======== DATA IN THIS EXERCISE

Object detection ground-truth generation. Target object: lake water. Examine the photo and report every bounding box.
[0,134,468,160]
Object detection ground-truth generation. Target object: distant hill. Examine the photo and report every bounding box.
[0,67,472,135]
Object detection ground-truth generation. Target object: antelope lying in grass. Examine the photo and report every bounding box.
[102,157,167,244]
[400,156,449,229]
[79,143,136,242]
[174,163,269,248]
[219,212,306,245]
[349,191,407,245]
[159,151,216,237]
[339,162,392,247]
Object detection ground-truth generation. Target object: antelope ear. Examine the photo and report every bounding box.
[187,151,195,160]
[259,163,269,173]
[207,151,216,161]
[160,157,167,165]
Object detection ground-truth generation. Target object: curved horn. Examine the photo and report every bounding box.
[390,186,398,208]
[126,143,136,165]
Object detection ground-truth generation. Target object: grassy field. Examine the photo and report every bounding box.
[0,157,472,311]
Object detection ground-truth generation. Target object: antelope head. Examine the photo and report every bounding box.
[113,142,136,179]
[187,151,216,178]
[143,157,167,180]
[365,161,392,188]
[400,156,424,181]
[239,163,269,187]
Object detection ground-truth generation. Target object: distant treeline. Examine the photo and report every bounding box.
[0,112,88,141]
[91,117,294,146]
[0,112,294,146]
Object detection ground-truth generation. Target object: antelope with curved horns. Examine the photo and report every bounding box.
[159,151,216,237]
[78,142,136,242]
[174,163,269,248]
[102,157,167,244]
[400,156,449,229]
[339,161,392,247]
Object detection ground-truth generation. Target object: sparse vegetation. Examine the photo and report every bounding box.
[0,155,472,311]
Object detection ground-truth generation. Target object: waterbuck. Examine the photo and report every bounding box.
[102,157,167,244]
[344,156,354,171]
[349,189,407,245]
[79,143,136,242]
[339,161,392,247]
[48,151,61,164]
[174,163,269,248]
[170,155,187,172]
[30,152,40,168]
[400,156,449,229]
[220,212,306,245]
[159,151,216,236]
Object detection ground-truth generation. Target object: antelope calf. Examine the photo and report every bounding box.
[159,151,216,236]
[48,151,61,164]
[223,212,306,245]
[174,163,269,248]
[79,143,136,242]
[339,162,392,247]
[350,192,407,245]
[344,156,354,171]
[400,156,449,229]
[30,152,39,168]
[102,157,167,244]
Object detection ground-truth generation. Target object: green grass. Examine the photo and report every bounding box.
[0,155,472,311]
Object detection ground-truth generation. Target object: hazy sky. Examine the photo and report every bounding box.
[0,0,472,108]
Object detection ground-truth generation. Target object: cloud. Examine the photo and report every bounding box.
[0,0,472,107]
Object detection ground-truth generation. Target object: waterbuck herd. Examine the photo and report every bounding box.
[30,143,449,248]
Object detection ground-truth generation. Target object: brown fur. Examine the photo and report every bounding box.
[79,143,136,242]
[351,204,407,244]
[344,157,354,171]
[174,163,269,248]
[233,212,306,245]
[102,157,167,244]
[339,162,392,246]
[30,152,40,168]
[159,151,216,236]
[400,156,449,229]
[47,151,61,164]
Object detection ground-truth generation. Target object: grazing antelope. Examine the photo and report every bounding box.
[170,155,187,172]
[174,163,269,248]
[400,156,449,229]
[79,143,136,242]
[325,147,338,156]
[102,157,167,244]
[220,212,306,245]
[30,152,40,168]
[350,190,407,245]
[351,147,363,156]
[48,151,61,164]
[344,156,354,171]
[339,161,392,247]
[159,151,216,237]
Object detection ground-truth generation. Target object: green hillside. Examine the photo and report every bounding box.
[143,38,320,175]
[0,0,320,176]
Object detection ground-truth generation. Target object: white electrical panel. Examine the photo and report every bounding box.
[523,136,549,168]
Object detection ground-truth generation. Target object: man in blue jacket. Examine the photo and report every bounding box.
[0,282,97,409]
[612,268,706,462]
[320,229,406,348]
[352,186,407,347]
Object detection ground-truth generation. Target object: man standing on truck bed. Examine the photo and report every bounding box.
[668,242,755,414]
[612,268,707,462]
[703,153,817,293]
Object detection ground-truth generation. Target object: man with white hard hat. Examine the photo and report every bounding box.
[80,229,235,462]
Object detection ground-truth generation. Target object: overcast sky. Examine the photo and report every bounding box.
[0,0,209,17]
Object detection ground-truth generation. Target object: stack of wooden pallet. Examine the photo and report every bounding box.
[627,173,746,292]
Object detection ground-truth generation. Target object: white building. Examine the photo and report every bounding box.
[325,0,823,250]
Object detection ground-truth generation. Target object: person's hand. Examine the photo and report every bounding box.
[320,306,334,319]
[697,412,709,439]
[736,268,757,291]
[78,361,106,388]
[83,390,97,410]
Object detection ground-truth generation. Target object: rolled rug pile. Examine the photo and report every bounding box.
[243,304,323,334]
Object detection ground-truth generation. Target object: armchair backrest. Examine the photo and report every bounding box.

================

YOUR TASK: All entries must be repeated verbatim.

FULL SOLUTION:
Object detection ground-truth generation. Target object: lake water. Examine the photo and report every bounding box.
[0,134,468,160]
Object detection ground-truth generation. Target object: distant hill. Examine the photo and report every bounding box.
[0,67,472,135]
Object detection ground-truth generation. Target object: antelope lying in grass. Examine the photo and report every bounding box.
[102,157,167,244]
[400,156,449,229]
[79,143,136,242]
[174,163,269,248]
[219,212,306,245]
[349,191,407,245]
[159,151,216,237]
[339,162,392,247]
Object detection ground-truth generation. Target object: antelope ear. Examine the photo and report every bounding box.
[187,151,195,160]
[259,163,269,173]
[207,151,216,161]
[160,157,167,165]
Object detection ground-truth generation. Target object: curved horn. Examine the photo and report every bounding box.
[390,186,398,208]
[126,143,136,165]
Object detection ground-truth generation. Target object: grassy field. Examine the photo and report every bounding box.
[0,157,472,311]
Object detection ground-truth generation. Target object: antelope head. Examine the photo and report every bounding box.
[113,142,136,179]
[187,151,216,178]
[143,157,167,180]
[365,161,392,188]
[400,156,424,181]
[239,163,269,187]
Object detection ground-truth generation. Target object: distant treeline. Examine the photo and report every bounding box.
[0,112,88,141]
[91,117,294,146]
[0,112,294,146]
Object detection ground-truth generation. Target object: antelope with curved horns. Examine the photo and report every bounding box.
[159,151,216,237]
[78,142,136,242]
[174,163,269,248]
[102,157,167,244]
[400,156,449,229]
[339,161,392,247]
Object detection ground-truth generation. Target object: sparse vegetation. Examine the photo and report every bounding box.
[0,155,472,311]
Object detection ground-truth generation. Target object: waterbuck. Examine the photo and report every bounding box.
[102,157,167,244]
[344,156,354,171]
[349,189,407,245]
[79,143,136,242]
[339,161,392,247]
[48,151,61,164]
[174,163,269,248]
[170,155,187,172]
[30,152,40,168]
[400,156,449,229]
[220,212,306,245]
[159,151,216,236]
Object detection ground-truth generation. Target object: antelope calf. Examine the photo and report every bounding box.
[159,151,216,236]
[48,151,61,164]
[223,212,306,245]
[174,163,269,248]
[79,143,136,242]
[339,162,392,247]
[350,192,407,245]
[344,156,354,171]
[400,156,449,229]
[30,152,39,168]
[102,157,167,244]
Object detection ground-truth generation. Target object: green grass. Examine the photo and report every bounding box.
[0,155,472,311]
Object detection ground-truth generation. Target object: hazy sky. Examine the photo and report every bounding box.
[0,0,472,108]
Object detection ground-truth generation. Target object: cloud. Examine the photo and report every bounding box.
[0,0,472,107]
Object detection ground-truth generation. Target object: waterbuck herd. Examine the photo and report every bounding box.
[30,143,449,248]
Object detection ground-truth generation. Target object: brown fur. Examine the photo and report every bounding box.
[79,143,136,242]
[351,204,407,244]
[344,157,354,171]
[174,163,269,248]
[233,212,306,245]
[102,157,167,244]
[339,162,392,246]
[30,152,40,168]
[159,151,216,236]
[400,156,449,229]
[47,151,61,164]
Object detection ground-truth generation. Target object: grazing antelope. Examine the photo and report every bounding box.
[170,155,187,172]
[174,163,269,248]
[400,156,449,229]
[79,143,136,242]
[325,147,338,156]
[102,157,167,244]
[220,212,306,245]
[30,152,40,168]
[350,190,407,245]
[351,147,363,156]
[48,151,61,164]
[344,156,354,171]
[339,161,392,247]
[159,151,216,237]
Object detection ground-truth generation. Target object: green hillside. Examine the photo and report every bounding box.
[143,38,320,175]
[0,0,320,176]
Object detection ground-truth generation. Target object: white electrical panel. Examine the photo and report every bounding box.
[523,136,549,168]
Object detection ground-truth generation. Target object: man in blue jacket. Examine the photo and report every bounding box.
[0,282,97,409]
[612,268,706,462]
[320,229,406,348]
[352,186,407,347]
Object detection ground-truth generation. Target object: man standing on truck bed. Examine the photo and report every bounding box.
[668,242,755,414]
[612,268,707,462]
[703,153,817,293]
Object detection ground-truth generation. Target object: man with white hard hat. Examine the photo and report every bounding box.
[80,229,235,462]
Object detection ground-truth generation. Target object: overcast sky. Examine the photo and report every bounding box.
[0,0,209,17]
Object detection ground-truth generation. Target object: stack of wooden pallet. Examine the photo and report every bounding box.
[627,173,746,292]
Object detection ground-truth generation. Target object: white building. Examine the photo and report every bounding box.
[325,0,823,250]
Object detection ground-truth generation. Target object: person's hand. Examine the photo and report every bounding box.
[320,306,334,319]
[697,412,709,439]
[736,268,757,291]
[78,361,106,388]
[83,390,97,410]
Object detection ground-truth generation. Target object: rolled rug pile. Examine the photo and report every bounding box.
[243,304,323,334]
Object detection ground-truth generation. Target object: armchair backrest. Examine the photo and report every bounding box.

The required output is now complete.